> [THE TASK]: Gather every line from the entries below that contains the word "boulder", and copy each one unchanged.

─── RECORDS SHOWN

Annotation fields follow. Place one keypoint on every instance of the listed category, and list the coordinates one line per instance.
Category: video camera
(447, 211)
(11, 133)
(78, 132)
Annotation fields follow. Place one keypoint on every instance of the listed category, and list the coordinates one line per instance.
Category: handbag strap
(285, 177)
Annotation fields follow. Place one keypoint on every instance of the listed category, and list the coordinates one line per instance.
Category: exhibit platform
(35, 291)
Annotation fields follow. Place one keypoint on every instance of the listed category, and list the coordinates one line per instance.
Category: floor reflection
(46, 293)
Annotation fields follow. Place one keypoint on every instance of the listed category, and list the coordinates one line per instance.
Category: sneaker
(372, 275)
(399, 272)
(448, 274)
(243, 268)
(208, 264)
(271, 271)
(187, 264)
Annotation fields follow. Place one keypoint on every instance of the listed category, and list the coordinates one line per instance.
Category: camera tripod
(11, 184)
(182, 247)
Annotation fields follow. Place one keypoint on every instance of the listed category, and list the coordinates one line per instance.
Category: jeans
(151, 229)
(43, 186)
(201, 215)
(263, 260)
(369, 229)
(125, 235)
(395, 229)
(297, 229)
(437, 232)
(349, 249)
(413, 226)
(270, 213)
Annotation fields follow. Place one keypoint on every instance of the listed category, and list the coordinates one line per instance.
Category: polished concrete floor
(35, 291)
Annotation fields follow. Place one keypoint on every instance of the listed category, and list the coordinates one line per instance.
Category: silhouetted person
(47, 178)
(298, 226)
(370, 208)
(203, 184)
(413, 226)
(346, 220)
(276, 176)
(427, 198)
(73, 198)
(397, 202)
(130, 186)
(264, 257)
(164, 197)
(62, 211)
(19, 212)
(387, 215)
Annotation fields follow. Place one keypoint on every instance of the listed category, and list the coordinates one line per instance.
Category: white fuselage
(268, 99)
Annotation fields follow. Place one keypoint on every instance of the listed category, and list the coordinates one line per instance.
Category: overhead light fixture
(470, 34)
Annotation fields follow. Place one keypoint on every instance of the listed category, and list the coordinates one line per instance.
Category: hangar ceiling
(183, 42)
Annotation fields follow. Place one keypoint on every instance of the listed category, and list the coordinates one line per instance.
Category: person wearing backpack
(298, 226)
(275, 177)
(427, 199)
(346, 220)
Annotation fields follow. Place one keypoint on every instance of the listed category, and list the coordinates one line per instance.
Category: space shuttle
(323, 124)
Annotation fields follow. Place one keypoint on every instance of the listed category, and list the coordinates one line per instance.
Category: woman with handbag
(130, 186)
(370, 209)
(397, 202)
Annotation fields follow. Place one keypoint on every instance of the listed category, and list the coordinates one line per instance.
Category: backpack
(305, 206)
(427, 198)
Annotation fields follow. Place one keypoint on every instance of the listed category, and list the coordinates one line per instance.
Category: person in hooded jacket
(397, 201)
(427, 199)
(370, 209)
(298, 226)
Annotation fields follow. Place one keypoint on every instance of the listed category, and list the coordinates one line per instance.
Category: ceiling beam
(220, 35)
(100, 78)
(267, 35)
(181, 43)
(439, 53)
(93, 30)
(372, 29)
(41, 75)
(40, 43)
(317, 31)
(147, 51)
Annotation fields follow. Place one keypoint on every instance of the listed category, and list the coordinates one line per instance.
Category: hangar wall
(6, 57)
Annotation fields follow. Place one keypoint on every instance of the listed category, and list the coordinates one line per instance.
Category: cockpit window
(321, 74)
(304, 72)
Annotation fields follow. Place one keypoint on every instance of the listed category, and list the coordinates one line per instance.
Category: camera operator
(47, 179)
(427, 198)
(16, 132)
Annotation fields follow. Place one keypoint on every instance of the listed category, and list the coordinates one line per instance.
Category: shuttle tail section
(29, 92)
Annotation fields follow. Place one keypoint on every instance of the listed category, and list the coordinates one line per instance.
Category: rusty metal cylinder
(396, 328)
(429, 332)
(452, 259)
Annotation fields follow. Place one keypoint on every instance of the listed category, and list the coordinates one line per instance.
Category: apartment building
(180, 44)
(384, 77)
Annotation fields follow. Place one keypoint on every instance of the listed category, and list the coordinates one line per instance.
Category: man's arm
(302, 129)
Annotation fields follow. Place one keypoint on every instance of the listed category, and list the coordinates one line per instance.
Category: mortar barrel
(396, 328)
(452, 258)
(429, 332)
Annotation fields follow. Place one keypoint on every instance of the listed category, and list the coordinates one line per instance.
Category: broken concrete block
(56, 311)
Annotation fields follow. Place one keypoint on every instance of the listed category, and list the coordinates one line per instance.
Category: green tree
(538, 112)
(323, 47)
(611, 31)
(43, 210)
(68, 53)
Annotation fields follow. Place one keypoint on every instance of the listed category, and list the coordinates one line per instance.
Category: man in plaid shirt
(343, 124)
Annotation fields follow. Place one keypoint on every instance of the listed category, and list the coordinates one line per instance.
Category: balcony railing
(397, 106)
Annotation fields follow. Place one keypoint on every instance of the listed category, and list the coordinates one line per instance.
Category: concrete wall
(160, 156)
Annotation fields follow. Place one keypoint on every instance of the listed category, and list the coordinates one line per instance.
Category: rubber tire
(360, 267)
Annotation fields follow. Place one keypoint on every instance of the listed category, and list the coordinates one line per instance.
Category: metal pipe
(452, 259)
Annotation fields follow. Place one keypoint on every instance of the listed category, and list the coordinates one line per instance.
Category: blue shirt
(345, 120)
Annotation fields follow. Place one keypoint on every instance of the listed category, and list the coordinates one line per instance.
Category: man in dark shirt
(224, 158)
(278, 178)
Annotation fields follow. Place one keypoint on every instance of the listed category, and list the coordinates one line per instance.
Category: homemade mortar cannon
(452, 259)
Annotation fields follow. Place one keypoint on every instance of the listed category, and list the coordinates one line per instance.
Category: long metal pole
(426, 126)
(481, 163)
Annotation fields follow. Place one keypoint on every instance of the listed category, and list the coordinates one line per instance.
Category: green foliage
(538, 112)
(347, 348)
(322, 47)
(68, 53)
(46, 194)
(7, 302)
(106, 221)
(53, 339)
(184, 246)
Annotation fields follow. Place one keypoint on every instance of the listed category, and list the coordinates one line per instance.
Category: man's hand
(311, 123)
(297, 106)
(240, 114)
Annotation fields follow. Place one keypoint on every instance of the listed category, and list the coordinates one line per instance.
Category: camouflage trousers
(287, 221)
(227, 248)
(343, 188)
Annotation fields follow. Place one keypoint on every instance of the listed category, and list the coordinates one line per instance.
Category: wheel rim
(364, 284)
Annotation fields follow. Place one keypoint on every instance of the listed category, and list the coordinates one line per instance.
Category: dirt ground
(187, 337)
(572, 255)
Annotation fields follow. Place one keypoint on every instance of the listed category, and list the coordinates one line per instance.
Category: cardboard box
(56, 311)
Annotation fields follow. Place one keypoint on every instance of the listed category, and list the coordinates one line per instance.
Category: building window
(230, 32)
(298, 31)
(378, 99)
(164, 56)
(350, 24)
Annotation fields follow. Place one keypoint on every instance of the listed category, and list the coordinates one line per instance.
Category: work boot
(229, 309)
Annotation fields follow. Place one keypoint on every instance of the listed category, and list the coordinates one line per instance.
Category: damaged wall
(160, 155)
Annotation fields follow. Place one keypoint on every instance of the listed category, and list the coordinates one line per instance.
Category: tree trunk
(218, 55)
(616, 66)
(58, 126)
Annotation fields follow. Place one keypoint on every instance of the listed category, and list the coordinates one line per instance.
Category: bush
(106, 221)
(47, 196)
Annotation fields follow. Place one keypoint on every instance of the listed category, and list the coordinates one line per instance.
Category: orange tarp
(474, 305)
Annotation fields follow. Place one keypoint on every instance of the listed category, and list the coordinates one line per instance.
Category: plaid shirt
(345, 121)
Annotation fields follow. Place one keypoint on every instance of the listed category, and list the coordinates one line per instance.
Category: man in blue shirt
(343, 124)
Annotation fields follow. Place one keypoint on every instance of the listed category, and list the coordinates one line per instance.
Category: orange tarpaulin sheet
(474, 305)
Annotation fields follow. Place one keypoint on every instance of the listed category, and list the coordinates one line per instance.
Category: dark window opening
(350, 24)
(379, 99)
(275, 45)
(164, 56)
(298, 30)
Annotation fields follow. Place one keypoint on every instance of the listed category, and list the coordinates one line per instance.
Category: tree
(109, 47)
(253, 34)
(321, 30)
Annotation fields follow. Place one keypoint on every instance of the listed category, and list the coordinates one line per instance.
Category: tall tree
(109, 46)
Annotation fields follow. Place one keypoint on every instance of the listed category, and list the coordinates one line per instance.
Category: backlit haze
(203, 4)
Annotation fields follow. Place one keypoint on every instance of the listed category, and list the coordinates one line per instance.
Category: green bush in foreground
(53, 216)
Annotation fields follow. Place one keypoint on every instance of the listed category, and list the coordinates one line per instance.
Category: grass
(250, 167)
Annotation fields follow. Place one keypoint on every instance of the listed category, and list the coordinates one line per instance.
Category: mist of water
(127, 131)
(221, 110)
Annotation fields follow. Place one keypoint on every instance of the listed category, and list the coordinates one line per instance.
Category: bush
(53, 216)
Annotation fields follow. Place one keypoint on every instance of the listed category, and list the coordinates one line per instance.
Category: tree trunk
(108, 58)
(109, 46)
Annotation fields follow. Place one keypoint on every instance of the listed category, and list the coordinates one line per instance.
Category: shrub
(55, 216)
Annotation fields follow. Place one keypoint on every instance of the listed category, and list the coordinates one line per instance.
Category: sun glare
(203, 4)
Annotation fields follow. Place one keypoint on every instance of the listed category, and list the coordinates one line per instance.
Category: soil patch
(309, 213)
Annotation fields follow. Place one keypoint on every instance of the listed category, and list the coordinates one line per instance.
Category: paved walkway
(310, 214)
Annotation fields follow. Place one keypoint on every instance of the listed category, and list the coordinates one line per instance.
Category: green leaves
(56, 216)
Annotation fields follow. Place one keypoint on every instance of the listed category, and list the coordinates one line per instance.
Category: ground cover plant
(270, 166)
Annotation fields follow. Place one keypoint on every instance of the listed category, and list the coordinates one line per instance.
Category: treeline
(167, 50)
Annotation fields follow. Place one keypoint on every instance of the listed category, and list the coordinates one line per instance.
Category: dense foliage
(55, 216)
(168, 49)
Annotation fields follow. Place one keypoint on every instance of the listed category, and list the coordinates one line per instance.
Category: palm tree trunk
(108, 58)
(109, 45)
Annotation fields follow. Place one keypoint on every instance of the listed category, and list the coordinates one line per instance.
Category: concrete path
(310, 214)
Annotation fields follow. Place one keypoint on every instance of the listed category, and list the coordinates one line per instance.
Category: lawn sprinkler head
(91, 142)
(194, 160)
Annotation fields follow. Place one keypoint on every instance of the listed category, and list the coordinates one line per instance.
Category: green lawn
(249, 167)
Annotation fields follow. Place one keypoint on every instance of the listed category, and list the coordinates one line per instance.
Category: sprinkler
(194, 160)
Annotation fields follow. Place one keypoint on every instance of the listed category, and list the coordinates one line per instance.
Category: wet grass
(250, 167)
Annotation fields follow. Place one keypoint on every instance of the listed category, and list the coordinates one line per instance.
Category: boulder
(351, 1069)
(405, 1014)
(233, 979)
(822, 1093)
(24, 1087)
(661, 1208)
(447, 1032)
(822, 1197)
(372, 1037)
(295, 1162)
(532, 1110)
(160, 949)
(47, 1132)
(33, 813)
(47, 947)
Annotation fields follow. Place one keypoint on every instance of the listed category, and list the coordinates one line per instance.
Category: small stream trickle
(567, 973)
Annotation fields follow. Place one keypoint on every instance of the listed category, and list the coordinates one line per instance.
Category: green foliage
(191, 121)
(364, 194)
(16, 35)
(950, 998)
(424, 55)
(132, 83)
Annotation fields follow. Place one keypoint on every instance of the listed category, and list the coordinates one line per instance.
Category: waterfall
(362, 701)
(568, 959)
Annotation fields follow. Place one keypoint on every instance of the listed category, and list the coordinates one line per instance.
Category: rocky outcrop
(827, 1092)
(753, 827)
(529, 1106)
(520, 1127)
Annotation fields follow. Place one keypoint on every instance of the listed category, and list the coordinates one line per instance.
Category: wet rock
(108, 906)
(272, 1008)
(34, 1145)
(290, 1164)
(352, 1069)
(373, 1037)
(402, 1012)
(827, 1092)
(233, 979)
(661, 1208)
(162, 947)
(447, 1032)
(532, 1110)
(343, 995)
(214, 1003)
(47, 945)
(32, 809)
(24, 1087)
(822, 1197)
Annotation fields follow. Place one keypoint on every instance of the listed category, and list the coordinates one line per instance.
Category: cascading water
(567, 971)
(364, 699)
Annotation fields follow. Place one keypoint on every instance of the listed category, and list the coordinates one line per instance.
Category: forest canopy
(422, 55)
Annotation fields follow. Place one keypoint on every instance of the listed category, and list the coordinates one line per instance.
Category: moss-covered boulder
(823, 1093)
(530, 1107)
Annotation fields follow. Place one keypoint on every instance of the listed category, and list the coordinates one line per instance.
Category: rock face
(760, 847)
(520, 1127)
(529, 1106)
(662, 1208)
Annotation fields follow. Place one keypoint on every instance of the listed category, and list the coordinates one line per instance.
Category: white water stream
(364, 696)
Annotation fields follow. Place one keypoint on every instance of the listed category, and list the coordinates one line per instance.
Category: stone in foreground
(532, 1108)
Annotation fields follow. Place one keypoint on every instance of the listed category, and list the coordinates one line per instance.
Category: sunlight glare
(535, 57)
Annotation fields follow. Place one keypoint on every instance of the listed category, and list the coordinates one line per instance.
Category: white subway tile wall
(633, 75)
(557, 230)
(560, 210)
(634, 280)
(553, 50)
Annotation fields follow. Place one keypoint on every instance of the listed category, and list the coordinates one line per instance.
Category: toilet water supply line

──────

> [THE COMPLETED TASK]:
Category: boulder
Category: moss-covered boulder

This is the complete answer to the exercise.